Copy out the whole prayer reflection below, word for word.
Given text: Begin
We wait in expectation for your kingdom to come. We ask for it and we long for it, because we see that the workings of this world do not favour it, organized as they are around money, personal interests and power. Sunken as we are in an increasingly frenetic consumerism that entices us with glittering but fleeting realities, we ask you to help us, Father, to believe in what we pray for: to give up the comfortable security of power, the deceptive allure of worldliness, the vain presumption of our own self-sufficiency, the hypocrisy of cultivating appearances. In this way, we will not lose sight of that Kingdom to which you summon us.

Thy will be done, not our will. “God’s will is that all be saved” (SAINT JOHN CASSIAN, Spiritual Conferences, IX, 20). We need to broaden our horizons, Father, lest we place our own limits on your merciful, salvific will that wishes to embrace everyone. Help us, Father, by sending to us, as at Pentecost, the Holy Spirit, source of courage and joy, to impel us to preach the good news of the Gospel beyond the confines of the communities to which we belong, our languages, our cultures and our nations.

Each day we need him, our daily bread. He is the bread of life (cf. Jn 6:35.48) that makes us realize that we are beloved sons and daughters, and makes us feel no longer isolated and orphaned. He is the bread of service, broken to serve us, and asking us in turn to serve one another (cf. Jn 13:14). Father, as you give us our daily bread, strengthen us to reach out and serve our brothers and sisters. And as we ask you for our daily bread, we ask also for the bread of memory, the grace to nurture the shared roots of our Christian identity, so indispensable in an age when humanity, and the young in particular, tend to feel rootless amid the uncertainties of life, and incapable of building their lives on a solid foundation. The bread that we ask begins with a seed, slowly grows into an ear of grain, is then harvested and is finally brought to our table. May it inspire us to be patient cultivators of communion, tireless in sowing seeds of unity, encouraging goodness, working constantly at the side of our brothers and sisters. Without suspicion or reserve, without pressuring or demanding uniformity, in the fraternal joy of a reconciled diversity.
Given text: End
Data shown: Begin
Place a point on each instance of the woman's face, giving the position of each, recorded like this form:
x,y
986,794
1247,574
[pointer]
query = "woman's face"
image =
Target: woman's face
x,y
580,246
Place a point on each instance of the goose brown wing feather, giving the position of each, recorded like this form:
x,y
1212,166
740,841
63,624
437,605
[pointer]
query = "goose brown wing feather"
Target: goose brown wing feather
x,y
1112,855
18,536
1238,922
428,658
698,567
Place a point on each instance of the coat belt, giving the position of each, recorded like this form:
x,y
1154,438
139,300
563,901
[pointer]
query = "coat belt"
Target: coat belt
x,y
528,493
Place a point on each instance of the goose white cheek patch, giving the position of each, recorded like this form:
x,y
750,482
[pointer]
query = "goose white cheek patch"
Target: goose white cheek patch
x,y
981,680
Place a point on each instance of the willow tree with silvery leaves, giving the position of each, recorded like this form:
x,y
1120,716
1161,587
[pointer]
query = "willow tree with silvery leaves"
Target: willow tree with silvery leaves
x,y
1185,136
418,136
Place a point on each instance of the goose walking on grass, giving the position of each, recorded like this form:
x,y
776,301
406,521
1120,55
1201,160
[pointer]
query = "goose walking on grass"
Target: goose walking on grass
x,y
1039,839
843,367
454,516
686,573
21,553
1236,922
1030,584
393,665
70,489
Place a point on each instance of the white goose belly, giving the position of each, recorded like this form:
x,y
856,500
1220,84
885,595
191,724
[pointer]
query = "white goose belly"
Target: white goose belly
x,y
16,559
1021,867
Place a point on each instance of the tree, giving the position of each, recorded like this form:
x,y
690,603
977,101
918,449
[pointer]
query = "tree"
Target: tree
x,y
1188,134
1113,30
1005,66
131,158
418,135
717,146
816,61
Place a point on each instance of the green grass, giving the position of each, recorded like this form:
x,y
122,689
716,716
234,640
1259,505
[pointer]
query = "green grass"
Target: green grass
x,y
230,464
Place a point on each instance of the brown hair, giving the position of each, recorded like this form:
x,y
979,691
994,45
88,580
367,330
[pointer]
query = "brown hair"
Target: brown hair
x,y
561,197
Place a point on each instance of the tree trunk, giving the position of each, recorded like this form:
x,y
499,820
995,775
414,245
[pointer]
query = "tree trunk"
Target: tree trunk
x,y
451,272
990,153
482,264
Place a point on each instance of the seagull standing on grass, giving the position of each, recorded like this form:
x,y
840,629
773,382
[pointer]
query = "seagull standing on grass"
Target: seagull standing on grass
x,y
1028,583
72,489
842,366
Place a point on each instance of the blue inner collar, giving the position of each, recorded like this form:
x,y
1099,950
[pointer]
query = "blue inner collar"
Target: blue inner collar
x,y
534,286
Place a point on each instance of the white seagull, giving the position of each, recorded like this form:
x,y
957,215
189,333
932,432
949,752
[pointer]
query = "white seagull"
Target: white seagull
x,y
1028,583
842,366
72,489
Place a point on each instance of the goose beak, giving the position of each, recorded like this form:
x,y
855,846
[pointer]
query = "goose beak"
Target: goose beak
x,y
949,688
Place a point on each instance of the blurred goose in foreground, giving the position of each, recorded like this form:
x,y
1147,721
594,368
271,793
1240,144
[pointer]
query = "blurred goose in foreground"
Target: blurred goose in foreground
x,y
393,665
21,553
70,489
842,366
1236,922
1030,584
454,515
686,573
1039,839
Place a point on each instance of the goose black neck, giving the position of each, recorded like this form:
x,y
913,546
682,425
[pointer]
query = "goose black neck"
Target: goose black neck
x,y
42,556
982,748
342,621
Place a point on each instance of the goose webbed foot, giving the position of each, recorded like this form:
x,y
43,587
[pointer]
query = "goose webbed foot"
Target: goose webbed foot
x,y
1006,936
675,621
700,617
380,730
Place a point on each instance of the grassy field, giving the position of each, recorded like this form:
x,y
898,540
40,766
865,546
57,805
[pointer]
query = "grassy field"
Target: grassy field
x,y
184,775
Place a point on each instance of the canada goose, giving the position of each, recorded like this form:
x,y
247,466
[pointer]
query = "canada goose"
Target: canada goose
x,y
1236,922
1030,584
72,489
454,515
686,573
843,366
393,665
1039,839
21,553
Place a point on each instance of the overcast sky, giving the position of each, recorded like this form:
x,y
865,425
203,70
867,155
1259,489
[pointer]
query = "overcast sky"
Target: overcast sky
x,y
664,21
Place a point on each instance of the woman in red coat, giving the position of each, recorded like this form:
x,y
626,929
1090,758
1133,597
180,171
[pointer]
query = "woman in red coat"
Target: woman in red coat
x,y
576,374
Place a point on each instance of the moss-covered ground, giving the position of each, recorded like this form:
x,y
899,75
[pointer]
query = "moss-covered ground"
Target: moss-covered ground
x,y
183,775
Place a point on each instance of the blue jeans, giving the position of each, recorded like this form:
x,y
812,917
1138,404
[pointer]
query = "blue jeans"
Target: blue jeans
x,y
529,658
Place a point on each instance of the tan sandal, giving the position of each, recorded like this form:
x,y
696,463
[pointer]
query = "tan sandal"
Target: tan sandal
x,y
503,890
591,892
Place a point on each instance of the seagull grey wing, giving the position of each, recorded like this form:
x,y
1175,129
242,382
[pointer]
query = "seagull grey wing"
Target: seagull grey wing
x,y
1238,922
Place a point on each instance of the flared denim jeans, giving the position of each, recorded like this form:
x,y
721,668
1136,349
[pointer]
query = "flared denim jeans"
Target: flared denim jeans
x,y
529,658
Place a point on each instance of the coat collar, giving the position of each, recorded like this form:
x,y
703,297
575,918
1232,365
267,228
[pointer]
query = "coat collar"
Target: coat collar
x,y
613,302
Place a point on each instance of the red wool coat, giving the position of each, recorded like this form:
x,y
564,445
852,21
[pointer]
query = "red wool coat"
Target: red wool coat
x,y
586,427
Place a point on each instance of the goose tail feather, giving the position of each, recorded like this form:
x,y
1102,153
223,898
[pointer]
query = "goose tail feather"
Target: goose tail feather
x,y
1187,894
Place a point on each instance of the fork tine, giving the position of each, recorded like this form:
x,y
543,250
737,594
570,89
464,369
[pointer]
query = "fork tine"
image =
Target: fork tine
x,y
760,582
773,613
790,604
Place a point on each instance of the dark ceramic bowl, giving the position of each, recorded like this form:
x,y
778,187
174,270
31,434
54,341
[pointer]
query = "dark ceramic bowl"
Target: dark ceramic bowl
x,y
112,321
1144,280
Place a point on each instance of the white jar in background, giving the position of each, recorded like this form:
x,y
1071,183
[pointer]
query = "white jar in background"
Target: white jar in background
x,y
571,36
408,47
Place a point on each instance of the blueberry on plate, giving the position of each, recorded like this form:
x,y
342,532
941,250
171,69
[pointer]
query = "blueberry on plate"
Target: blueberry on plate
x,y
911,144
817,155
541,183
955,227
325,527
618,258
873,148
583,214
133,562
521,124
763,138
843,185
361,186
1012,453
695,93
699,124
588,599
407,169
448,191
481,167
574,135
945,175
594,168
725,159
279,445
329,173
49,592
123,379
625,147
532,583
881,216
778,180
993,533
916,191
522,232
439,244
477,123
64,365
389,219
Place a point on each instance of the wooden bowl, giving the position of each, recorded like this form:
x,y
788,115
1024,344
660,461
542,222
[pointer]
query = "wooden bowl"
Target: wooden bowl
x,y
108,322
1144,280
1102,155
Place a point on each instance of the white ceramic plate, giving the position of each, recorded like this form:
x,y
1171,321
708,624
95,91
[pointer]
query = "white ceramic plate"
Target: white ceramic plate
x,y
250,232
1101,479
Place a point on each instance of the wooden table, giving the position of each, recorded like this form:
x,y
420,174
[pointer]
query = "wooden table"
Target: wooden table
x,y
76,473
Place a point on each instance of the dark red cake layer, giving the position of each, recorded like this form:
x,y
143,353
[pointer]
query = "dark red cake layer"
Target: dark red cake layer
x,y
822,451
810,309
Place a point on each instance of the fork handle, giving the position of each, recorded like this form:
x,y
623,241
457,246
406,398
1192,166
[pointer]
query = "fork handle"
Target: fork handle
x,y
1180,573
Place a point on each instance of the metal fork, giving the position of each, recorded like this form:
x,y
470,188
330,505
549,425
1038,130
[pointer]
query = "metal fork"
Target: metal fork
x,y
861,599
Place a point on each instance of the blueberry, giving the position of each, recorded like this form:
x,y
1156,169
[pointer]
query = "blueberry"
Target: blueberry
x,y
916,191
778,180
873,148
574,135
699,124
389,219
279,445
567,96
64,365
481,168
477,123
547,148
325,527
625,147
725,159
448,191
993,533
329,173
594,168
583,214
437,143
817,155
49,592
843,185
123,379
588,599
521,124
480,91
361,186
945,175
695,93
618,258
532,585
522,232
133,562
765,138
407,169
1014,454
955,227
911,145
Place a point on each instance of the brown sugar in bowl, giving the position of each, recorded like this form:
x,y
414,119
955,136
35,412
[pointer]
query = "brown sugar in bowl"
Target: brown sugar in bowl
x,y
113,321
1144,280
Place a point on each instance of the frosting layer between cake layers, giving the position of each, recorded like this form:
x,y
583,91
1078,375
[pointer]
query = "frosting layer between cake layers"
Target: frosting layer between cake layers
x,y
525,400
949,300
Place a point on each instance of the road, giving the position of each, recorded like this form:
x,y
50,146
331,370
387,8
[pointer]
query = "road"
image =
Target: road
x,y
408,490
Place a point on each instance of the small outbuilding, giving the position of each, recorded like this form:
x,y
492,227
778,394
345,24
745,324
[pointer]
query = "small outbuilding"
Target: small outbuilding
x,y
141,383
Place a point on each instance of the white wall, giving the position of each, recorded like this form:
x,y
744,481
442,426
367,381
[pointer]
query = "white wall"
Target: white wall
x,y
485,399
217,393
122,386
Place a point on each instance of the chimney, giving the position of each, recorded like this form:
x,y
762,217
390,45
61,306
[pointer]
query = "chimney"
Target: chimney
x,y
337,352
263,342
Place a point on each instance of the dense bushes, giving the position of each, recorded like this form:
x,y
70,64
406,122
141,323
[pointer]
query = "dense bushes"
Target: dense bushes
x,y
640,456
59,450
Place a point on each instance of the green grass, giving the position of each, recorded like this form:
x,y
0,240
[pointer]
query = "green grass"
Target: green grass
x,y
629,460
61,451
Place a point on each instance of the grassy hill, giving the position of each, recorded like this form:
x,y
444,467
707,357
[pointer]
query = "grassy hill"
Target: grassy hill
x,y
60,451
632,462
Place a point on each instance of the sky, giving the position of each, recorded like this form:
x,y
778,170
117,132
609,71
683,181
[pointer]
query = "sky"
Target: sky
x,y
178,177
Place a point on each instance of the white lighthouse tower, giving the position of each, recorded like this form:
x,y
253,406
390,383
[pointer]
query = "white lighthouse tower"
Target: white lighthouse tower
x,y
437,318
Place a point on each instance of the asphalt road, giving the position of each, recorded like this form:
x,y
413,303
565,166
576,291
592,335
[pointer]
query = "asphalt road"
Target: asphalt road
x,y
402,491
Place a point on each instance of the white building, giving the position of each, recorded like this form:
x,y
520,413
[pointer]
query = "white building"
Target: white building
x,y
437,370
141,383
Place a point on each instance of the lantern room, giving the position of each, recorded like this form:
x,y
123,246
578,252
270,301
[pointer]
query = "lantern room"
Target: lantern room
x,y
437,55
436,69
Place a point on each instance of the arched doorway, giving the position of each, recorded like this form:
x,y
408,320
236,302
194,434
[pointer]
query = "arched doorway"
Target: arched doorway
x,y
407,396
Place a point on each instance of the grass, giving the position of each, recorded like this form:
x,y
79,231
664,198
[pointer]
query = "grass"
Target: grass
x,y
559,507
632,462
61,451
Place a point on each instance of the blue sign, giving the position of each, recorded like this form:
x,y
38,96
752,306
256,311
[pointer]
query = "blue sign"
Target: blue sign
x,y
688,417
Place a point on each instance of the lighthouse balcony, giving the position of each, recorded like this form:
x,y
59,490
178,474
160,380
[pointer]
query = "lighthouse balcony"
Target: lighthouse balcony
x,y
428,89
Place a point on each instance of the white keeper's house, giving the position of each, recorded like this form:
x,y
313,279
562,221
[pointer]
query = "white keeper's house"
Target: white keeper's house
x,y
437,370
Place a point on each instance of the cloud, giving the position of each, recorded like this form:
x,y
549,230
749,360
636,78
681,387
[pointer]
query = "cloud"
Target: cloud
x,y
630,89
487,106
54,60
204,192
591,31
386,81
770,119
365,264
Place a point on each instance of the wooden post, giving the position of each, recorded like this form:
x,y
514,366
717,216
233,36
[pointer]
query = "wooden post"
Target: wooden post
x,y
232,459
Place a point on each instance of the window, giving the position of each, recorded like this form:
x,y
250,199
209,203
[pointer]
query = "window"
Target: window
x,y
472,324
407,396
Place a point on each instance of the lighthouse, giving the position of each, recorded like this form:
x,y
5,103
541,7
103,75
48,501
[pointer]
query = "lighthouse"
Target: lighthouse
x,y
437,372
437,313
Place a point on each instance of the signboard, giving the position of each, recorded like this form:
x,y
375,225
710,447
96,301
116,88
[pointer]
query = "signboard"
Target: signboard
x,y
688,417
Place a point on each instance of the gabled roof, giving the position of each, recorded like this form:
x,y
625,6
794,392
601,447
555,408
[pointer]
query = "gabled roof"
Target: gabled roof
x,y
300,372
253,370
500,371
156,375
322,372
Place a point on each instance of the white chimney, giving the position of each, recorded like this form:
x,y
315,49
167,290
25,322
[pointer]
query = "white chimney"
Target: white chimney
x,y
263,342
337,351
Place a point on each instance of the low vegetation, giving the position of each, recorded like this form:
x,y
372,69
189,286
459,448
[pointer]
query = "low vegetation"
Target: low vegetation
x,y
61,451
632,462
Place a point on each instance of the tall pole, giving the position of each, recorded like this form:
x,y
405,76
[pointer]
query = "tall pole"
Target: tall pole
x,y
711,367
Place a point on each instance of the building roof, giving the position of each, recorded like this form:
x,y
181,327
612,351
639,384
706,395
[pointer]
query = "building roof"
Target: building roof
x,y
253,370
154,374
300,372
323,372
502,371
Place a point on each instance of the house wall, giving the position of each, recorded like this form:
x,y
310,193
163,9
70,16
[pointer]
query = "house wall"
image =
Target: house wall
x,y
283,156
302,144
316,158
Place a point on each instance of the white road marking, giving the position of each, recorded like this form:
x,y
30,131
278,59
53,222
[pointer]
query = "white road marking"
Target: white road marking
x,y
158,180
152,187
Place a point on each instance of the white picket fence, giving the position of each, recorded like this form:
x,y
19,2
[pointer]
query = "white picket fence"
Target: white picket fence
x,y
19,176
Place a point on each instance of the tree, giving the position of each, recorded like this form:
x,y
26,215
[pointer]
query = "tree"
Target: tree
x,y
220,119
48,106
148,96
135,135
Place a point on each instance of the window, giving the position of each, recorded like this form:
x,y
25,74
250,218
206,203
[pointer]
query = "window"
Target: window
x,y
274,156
Data shown: End
== Exercise answer ==
We wait in expectation for your kingdom to come. We ask for it and we long for it, because we see that the workings of this world do not favour it, organized as they are around money, personal interests and power. Sunken as we are in an increasingly frenetic consumerism that entices us with glittering but fleeting realities, we ask you to help us, Father, to believe in what we pray for: to give up the comfortable security of power, the deceptive allure of worldliness, the vain presumption of our own self-sufficiency, the hypocrisy of cultivating appearances. In this way, we will not lose sight of that Kingdom to which you summon us.

Thy will be done, not our will. “God’s will is that all be saved” (SAINT JOHN CASSIAN, Spiritual Conferences, IX, 20). We need to broaden our horizons, Father, lest we place our own limits on your merciful, salvific will that wishes to embrace everyone. Help us, Father, by sending to us, as at Pentecost, the Holy Spirit, source of courage and joy, to impel us to preach the good news of the Gospel beyond the confines of the communities to which we belong, our languages, our cultures and our nations.

Each day we need him, our daily bread. He is the bread of life (cf. Jn 6:35.48) that makes us realize that we are beloved sons and daughters, and makes us feel no longer isolated and orphaned. He is the bread of service, broken to serve us, and asking us in turn to serve one another (cf. Jn 13:14). Father, as you give us our daily bread, strengthen us to reach out and serve our brothers and sisters. And as we ask you for our daily bread, we ask also for the bread of memory, the grace to nurture the shared roots of our Christian identity, so indispensable in an age when humanity, and the young in particular, tend to feel rootless amid the uncertainties of life, and incapable of building their lives on a solid foundation. The bread that we ask begins with a seed, slowly grows into an ear of grain, is then harvested and is finally brought to our table. May it inspire us to be patient cultivators of communion, tireless in sowing seeds of unity, encouraging goodness, working constantly at the side of our brothers and sisters. Without suspicion or reserve, without pressuring or demanding uniformity, in the fraternal joy of a reconciled diversity.